_Recorded data_
■ ■ ■ ■ ■ ■ ■
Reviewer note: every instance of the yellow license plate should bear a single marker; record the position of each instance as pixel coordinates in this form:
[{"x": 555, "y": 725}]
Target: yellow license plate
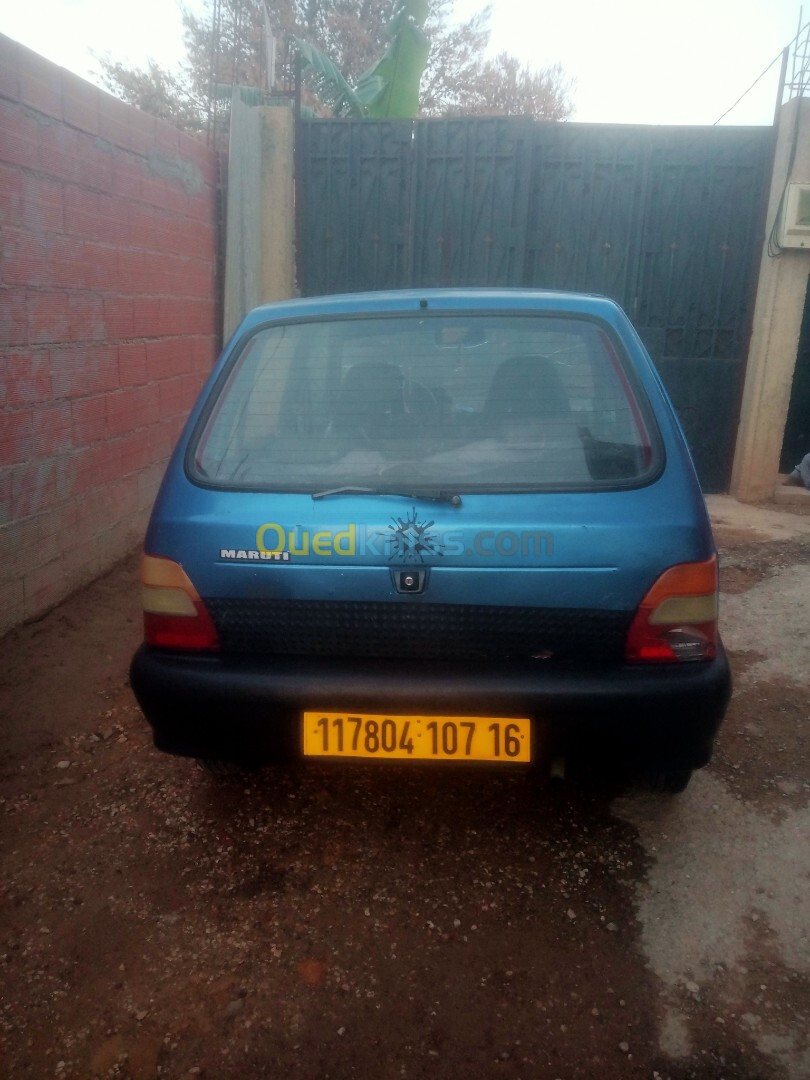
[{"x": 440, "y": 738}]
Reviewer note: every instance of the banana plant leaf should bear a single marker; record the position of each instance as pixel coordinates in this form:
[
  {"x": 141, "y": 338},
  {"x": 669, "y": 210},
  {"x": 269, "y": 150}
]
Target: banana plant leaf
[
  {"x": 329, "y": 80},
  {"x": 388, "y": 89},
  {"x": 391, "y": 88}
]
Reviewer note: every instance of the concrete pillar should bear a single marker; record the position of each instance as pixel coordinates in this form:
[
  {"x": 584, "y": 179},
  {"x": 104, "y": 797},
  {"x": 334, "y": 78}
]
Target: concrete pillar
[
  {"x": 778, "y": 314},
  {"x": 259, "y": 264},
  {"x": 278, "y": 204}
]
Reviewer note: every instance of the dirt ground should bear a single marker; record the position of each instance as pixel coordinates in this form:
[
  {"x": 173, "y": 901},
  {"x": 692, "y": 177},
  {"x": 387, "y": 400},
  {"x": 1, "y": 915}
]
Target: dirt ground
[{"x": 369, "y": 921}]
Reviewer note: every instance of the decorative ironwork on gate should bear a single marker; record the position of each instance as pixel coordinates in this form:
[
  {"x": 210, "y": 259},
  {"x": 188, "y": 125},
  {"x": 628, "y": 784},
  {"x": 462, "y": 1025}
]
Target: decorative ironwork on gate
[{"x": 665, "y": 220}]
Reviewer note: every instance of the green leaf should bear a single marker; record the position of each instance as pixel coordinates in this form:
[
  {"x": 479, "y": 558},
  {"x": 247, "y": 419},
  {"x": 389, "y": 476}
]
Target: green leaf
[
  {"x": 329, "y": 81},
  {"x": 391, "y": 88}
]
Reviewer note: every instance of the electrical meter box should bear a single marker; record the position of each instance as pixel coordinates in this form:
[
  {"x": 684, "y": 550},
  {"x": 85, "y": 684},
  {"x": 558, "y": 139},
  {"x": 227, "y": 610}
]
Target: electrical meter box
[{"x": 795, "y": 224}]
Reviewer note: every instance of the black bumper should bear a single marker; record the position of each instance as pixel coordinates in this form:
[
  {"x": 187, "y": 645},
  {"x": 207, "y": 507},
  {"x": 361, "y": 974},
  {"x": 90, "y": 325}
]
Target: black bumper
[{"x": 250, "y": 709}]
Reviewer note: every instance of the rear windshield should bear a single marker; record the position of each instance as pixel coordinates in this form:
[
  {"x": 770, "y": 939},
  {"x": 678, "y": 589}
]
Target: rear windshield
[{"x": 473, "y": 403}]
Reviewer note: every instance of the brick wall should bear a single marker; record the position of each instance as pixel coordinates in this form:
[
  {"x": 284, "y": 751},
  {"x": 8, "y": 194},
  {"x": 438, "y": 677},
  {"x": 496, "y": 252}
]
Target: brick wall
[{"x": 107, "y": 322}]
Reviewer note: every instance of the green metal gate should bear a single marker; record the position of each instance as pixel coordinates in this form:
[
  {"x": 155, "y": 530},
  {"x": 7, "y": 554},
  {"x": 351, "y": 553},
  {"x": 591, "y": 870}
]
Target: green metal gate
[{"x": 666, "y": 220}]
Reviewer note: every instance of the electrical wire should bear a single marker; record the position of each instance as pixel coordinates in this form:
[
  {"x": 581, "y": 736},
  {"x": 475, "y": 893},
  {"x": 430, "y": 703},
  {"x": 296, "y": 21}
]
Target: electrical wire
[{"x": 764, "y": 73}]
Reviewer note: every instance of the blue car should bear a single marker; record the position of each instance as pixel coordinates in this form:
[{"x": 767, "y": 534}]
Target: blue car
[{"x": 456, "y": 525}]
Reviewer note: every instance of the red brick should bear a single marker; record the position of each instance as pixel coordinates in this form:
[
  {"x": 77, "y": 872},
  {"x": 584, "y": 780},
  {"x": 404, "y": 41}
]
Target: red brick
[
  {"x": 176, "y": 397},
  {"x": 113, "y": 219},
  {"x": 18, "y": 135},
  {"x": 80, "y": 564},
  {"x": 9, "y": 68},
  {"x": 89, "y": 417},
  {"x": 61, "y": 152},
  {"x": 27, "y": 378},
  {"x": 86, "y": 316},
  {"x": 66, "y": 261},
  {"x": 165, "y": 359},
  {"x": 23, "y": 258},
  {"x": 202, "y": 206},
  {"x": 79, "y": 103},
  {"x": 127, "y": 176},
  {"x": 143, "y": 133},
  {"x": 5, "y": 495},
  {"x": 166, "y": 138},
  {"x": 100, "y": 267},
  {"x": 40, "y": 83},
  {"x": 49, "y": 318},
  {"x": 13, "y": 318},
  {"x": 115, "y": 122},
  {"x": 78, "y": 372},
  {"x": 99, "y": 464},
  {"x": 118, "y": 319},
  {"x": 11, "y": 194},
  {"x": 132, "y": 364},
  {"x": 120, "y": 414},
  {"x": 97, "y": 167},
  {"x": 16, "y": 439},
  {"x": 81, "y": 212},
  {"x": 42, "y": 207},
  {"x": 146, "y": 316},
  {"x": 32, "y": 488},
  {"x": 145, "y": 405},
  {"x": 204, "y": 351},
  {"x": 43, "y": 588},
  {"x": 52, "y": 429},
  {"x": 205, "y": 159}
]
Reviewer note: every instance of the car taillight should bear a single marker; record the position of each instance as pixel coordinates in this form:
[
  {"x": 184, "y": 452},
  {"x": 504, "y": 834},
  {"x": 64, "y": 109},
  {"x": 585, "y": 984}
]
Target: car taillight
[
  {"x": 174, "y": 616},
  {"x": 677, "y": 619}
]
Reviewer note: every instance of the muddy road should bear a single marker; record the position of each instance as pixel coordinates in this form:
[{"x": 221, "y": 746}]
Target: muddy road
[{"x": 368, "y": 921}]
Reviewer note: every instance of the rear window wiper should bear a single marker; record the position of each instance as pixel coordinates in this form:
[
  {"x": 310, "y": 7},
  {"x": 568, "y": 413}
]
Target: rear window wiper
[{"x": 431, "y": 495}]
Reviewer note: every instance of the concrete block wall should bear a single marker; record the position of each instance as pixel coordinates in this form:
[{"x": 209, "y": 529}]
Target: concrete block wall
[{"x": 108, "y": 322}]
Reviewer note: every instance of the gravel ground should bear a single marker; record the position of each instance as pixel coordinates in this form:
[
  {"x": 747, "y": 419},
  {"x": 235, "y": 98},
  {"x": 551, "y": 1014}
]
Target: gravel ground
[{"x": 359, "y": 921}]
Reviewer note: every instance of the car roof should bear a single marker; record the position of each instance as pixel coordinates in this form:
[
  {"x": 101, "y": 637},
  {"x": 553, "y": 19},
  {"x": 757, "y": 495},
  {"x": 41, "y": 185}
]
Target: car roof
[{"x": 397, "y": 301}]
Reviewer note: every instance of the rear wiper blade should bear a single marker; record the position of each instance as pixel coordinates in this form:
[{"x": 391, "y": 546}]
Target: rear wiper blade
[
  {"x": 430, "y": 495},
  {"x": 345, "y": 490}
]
■ ■ ■ ■ ■ ■ ■
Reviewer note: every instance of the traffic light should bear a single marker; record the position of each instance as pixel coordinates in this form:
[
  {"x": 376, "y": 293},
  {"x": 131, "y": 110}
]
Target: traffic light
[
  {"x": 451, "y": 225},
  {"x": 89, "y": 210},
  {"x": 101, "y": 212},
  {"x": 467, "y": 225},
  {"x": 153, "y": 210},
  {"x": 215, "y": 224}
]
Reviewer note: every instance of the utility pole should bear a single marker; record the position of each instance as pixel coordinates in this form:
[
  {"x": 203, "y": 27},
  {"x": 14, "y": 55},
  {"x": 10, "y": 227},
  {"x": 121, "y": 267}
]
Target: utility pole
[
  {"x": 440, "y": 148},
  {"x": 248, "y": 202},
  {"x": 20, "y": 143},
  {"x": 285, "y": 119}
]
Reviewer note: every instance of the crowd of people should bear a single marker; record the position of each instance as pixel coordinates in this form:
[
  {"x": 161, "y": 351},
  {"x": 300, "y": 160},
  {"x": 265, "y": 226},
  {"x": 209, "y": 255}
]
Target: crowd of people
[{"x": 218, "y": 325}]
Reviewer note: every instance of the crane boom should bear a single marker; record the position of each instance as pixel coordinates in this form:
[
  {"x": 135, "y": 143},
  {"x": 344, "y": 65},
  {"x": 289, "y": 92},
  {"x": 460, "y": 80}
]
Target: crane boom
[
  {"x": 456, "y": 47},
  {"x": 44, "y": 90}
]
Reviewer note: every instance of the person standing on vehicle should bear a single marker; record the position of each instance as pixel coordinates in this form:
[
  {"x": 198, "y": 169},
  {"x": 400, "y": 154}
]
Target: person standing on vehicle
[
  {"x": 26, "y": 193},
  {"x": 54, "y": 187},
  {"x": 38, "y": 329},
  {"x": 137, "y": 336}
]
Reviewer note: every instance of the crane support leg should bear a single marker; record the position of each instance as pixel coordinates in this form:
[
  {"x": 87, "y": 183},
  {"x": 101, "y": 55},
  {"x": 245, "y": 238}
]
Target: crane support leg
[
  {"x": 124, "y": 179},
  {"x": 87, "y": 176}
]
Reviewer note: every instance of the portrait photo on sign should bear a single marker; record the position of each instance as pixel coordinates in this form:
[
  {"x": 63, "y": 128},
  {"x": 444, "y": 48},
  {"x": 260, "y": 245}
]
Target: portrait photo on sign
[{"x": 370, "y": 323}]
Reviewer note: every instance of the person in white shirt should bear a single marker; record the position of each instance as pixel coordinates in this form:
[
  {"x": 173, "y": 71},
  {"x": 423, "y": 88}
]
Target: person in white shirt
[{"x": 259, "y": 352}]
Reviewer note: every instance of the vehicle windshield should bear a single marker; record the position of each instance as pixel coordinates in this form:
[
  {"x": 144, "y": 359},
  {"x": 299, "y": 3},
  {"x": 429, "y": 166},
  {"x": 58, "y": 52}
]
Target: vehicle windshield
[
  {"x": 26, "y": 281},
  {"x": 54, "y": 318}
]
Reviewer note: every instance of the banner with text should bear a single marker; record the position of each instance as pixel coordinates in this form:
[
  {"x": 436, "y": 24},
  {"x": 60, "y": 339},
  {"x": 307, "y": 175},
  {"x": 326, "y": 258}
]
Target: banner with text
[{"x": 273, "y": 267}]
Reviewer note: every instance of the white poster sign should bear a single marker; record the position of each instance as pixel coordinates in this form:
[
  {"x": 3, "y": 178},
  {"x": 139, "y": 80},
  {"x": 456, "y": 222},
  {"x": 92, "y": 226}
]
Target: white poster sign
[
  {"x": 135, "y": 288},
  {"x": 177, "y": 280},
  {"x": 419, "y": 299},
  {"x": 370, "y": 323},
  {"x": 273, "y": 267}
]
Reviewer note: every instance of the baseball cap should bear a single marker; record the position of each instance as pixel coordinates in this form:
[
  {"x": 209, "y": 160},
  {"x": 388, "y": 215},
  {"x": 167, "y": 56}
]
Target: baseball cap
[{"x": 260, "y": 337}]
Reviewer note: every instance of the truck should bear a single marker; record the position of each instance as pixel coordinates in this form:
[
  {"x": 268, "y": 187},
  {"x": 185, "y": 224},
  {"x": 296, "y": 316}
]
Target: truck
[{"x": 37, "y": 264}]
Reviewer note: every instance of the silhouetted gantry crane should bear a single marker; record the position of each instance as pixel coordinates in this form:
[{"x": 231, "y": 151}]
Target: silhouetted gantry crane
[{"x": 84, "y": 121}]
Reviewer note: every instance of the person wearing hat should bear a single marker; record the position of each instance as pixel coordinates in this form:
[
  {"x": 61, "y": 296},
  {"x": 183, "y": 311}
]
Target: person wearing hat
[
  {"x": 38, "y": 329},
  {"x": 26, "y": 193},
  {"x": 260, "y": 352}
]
■ ■ ■ ■ ■ ■ ■
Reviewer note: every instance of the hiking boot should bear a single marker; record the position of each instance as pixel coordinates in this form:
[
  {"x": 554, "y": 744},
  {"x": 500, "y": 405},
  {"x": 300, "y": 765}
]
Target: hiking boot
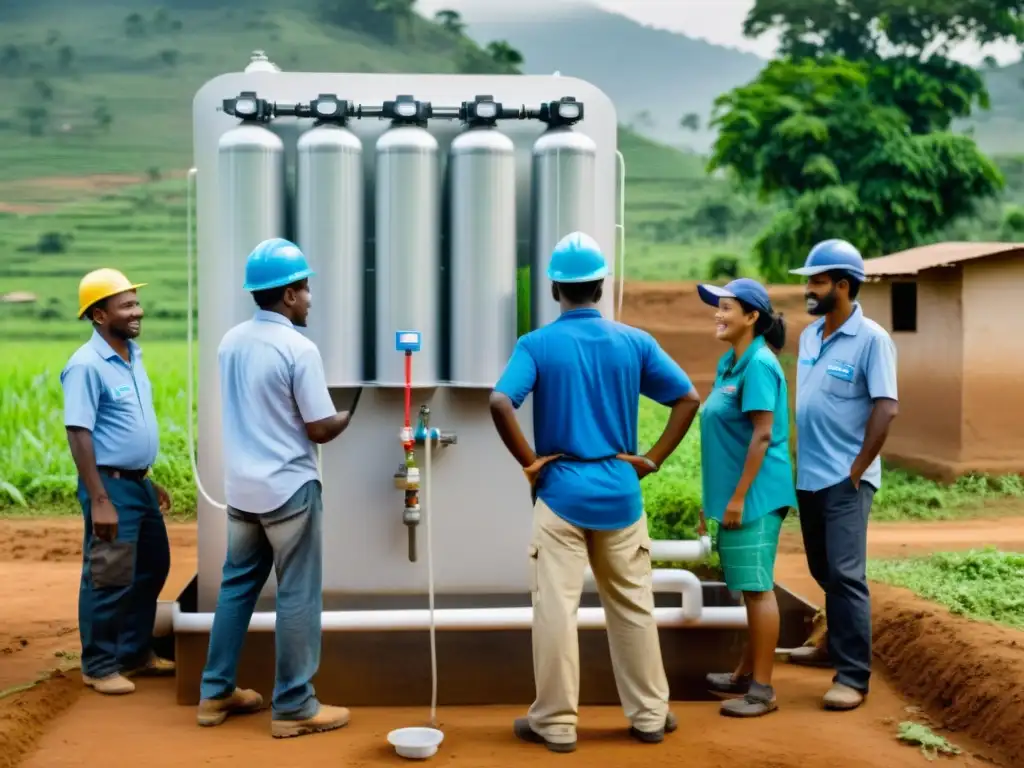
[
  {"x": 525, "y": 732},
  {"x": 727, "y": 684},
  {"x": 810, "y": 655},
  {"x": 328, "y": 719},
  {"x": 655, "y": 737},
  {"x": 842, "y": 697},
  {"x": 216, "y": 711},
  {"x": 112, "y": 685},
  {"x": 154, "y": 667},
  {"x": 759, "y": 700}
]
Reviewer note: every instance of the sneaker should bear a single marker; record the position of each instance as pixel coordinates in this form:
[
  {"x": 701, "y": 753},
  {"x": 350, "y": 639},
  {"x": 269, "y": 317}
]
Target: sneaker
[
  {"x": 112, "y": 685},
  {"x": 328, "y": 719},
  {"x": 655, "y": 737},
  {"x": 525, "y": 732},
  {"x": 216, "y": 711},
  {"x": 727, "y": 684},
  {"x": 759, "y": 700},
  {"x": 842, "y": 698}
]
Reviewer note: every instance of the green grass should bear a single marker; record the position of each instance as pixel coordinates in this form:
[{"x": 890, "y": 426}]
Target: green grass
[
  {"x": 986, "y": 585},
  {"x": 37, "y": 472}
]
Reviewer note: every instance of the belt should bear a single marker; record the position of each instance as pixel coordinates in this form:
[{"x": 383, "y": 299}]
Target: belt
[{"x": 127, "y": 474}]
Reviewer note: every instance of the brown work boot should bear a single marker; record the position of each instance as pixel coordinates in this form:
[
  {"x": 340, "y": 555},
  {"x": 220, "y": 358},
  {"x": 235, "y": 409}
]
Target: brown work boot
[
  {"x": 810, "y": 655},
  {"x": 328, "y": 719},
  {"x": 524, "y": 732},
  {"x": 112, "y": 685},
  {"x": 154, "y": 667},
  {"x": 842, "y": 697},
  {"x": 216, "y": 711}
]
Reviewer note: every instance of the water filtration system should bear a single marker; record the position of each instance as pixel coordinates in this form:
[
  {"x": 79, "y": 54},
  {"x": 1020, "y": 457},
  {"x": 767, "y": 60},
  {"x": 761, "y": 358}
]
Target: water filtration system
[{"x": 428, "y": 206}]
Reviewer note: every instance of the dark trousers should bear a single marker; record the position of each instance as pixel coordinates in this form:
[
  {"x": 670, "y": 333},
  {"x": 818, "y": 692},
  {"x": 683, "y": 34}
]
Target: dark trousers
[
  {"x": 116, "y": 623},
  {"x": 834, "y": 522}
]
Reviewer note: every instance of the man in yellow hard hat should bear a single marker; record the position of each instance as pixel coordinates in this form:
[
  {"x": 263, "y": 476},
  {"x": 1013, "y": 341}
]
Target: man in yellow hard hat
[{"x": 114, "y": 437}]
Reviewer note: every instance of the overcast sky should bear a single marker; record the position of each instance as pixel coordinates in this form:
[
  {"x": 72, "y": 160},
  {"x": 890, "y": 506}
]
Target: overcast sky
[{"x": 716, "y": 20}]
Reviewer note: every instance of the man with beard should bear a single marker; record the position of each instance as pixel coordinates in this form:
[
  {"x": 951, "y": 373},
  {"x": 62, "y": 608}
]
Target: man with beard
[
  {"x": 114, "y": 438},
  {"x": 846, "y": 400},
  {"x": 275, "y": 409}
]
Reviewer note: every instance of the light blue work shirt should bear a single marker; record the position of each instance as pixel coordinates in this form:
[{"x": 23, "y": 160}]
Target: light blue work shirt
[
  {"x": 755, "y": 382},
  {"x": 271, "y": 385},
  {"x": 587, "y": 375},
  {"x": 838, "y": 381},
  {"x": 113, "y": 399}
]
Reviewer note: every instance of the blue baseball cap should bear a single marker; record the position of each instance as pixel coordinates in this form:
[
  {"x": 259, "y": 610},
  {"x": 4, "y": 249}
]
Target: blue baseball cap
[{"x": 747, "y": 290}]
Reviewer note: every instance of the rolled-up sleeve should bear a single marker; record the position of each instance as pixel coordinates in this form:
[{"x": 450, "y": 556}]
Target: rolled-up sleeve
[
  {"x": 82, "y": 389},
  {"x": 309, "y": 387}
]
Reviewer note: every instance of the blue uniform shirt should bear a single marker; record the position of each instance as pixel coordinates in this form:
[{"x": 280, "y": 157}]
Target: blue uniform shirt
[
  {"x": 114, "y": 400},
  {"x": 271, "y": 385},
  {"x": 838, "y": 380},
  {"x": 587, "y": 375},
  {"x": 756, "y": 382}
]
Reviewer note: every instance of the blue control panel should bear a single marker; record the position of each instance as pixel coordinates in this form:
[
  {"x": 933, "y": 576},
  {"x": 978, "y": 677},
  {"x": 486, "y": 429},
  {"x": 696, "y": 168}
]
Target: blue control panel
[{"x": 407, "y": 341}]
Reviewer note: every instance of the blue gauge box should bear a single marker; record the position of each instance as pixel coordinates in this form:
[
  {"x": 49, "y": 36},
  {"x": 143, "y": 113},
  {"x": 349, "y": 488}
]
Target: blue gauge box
■ ■ ■ ■ ■ ■ ■
_Problem details_
Search the records above for the string "gauge". Copy every line that contains it.

_Output below_
Reviewer note: every instance of the blue gauge box should bear a single marker; record the position of each instance as pixel coordinates in this form:
Target: blue gauge box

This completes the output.